* start Records provided *
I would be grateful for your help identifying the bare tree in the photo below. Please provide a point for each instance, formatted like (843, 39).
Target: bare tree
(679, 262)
* end Records provided *
* start Records provided *
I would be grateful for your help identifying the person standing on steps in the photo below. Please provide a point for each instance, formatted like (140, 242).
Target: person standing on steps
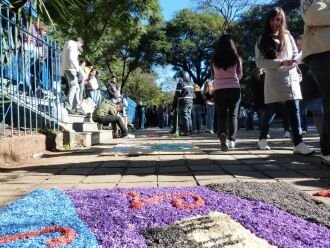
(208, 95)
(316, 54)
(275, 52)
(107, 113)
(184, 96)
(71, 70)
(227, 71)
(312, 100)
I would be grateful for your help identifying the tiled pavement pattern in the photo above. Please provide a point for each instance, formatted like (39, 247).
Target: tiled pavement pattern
* end Records provided *
**What is expected**
Set out the material from the line containing "I would be grateful for your help identifying the tiled" through the line containing "Target: tiled pavement pattern" as a Markdown table with the columns No. and Text, numbering each row and leaving out blank lines.

**In response**
| No. | Text |
|---|---|
| 1 | I would be grateful for your help identifying the tiled pavement pattern in the photo above. Please provide a point for each instance, formatted like (39, 247). |
| 2 | Target: tiled pavement pattern |